» **Your instructions**
Can you reproduce, word for word, the stretch of the items below that opens with the line containing "point: balcony railing" and closes with the line containing "column 1010, row 442", including both of those lines?

» **Material for this task**

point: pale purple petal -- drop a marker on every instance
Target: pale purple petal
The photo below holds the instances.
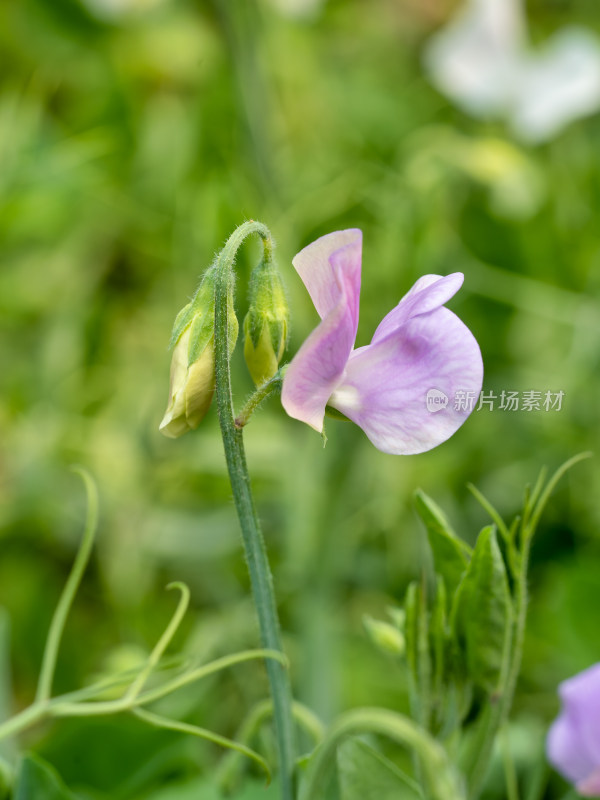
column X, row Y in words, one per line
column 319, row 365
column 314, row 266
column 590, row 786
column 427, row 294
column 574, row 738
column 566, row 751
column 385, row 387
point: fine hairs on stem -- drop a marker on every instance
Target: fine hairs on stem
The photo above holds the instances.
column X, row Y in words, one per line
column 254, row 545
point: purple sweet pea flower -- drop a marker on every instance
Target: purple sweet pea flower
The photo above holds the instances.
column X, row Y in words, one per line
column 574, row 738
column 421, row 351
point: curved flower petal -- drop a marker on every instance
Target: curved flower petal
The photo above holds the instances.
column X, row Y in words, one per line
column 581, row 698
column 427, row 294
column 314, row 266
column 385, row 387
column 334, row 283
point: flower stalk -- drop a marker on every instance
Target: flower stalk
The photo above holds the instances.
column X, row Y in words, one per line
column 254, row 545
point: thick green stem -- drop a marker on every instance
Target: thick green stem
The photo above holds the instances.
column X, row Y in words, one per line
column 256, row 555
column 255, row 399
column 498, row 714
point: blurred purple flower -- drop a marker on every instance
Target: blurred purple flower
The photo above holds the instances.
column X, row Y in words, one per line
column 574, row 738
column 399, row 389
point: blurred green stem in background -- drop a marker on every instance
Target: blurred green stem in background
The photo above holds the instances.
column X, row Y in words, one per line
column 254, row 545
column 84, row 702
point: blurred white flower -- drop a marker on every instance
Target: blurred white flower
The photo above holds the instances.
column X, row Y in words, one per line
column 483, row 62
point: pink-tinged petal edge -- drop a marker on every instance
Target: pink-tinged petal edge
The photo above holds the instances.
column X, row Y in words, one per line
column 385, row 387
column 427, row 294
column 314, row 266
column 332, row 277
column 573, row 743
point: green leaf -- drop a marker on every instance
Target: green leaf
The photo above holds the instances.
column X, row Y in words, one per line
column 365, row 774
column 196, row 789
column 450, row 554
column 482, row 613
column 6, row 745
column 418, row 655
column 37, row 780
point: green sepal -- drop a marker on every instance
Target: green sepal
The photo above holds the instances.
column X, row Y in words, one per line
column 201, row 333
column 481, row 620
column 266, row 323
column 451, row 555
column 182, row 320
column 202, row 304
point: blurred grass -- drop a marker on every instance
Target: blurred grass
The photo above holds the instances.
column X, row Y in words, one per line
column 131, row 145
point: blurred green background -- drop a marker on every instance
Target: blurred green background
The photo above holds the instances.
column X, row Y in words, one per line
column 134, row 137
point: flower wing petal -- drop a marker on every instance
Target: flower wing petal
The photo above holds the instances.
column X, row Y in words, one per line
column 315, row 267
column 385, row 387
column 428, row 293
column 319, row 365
---
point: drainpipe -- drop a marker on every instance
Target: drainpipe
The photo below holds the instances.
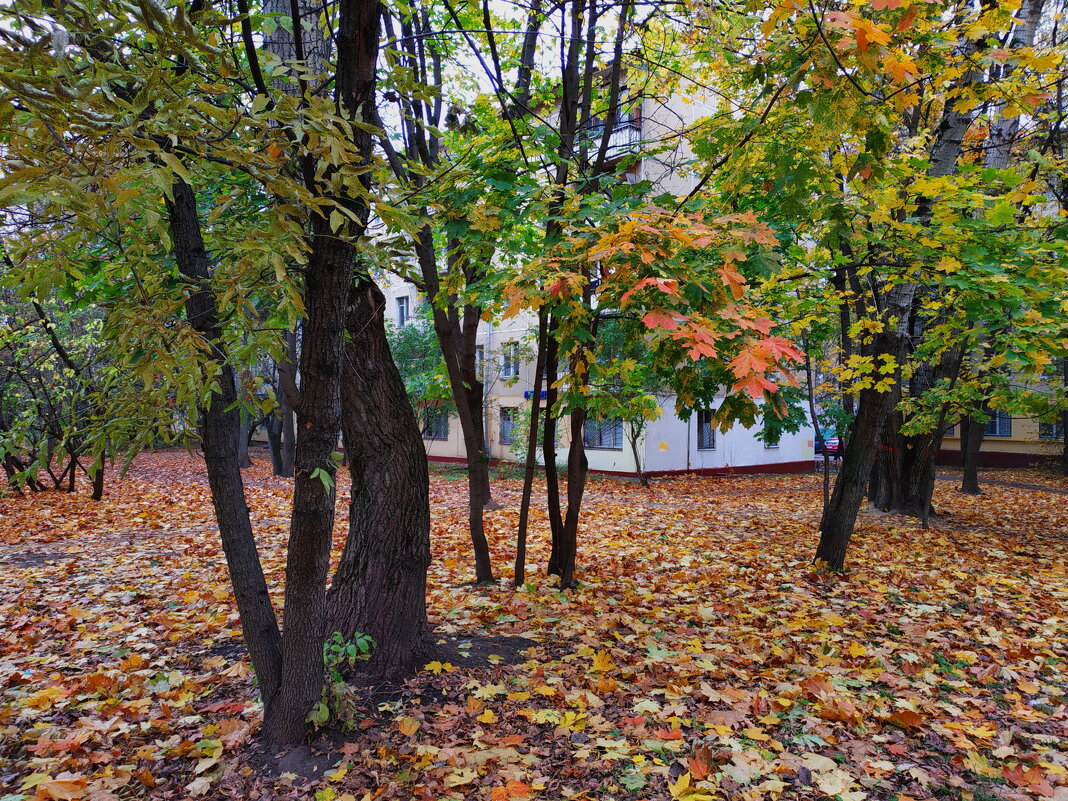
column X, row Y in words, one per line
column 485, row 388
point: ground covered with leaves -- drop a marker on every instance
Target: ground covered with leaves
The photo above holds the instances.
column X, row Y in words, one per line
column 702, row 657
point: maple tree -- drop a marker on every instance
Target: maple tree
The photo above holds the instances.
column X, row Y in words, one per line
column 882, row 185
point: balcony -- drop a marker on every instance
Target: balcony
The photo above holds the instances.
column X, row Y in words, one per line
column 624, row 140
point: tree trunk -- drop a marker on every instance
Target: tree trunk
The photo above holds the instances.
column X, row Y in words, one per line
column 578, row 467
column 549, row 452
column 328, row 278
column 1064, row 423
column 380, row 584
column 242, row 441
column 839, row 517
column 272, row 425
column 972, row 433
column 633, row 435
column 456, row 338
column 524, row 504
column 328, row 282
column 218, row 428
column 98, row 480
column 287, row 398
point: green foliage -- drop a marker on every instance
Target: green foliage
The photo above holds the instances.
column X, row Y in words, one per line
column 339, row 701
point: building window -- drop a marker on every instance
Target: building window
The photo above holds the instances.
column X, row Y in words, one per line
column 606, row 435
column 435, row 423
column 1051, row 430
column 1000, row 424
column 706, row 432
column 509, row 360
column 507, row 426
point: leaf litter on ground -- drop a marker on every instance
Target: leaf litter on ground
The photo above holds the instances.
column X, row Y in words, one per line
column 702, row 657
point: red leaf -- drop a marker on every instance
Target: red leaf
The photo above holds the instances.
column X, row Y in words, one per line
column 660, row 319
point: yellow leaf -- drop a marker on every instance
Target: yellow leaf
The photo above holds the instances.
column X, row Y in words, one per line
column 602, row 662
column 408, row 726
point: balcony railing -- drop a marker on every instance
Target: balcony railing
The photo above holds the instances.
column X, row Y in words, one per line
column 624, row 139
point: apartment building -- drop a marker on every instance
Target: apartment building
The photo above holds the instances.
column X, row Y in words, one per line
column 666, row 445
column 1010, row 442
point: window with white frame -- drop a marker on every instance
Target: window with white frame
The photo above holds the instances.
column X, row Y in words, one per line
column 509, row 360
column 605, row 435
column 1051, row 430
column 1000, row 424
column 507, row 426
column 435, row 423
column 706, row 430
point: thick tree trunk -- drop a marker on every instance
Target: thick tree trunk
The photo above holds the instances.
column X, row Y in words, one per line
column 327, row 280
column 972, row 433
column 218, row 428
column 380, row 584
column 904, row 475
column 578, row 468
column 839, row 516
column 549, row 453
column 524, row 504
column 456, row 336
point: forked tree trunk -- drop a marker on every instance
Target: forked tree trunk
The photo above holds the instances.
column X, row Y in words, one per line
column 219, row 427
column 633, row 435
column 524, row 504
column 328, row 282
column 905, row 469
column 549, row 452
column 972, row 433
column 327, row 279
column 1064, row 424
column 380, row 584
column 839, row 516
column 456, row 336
...
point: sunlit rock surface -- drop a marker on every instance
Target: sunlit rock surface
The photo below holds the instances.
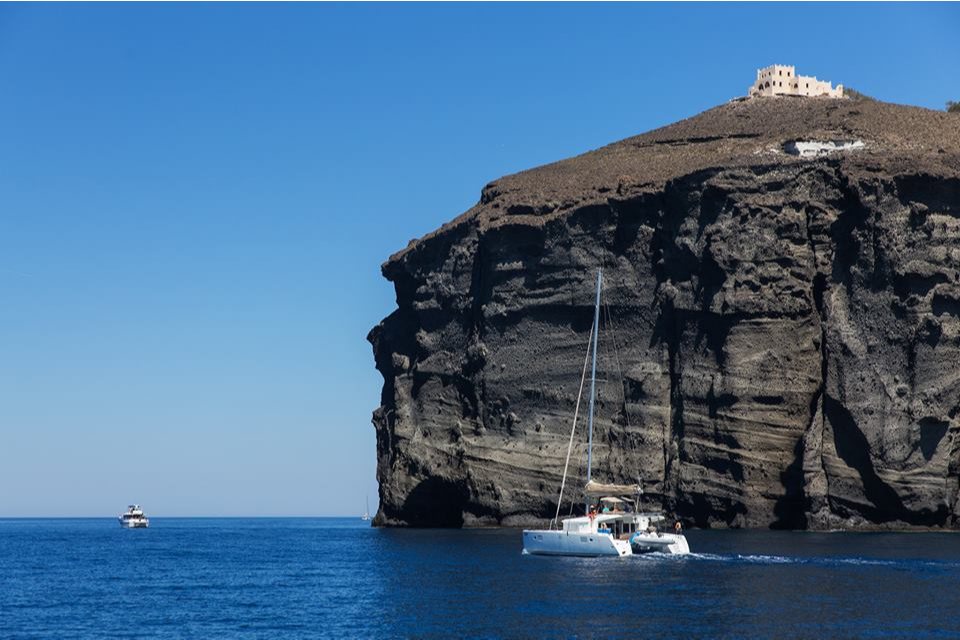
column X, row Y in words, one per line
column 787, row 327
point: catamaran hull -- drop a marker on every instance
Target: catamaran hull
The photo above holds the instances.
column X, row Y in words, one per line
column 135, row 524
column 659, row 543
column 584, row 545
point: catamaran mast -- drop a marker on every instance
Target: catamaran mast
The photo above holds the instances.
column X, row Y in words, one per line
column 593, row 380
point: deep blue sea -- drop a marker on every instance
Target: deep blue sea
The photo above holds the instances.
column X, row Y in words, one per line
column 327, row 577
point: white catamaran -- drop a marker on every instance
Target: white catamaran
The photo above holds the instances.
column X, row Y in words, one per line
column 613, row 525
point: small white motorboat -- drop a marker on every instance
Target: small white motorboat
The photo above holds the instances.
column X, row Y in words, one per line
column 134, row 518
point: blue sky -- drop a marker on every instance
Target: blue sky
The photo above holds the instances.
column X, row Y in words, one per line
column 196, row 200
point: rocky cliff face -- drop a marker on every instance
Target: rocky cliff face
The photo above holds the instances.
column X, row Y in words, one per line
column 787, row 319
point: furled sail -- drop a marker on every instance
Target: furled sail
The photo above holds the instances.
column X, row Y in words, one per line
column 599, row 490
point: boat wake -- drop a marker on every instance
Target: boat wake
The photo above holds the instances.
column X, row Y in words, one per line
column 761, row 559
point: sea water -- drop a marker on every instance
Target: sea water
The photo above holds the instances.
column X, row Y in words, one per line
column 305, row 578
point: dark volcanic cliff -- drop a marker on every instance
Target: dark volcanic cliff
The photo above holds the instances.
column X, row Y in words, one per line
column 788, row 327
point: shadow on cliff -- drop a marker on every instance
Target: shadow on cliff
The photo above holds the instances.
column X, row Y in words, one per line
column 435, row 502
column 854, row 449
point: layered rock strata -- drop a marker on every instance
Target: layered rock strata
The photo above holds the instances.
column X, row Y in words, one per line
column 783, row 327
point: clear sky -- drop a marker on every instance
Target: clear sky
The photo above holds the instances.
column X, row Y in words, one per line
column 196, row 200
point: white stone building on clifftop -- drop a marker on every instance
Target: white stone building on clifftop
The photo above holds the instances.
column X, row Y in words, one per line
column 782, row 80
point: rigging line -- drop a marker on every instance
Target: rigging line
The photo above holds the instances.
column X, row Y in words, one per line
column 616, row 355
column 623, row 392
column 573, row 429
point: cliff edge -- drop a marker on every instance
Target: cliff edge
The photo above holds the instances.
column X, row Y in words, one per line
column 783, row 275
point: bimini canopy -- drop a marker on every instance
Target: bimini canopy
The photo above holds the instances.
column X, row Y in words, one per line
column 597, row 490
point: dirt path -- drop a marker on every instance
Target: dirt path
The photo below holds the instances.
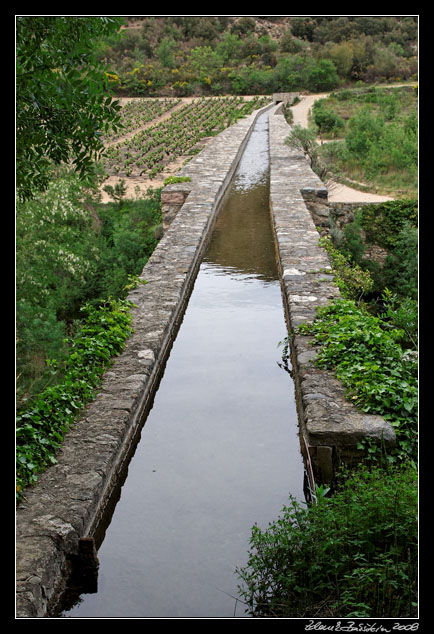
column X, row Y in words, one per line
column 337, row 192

» **Output**
point: balcony railing -- drop a marker on every instance
Target: balcony railing
The photo above holds the instances.
column X, row Y in words, one per line
column 624, row 139
point: apartment building -- drop a marker on every instance
Target: apartment building
The photo above holds the instances.
column X, row Y in words, one per line
column 666, row 445
column 1010, row 442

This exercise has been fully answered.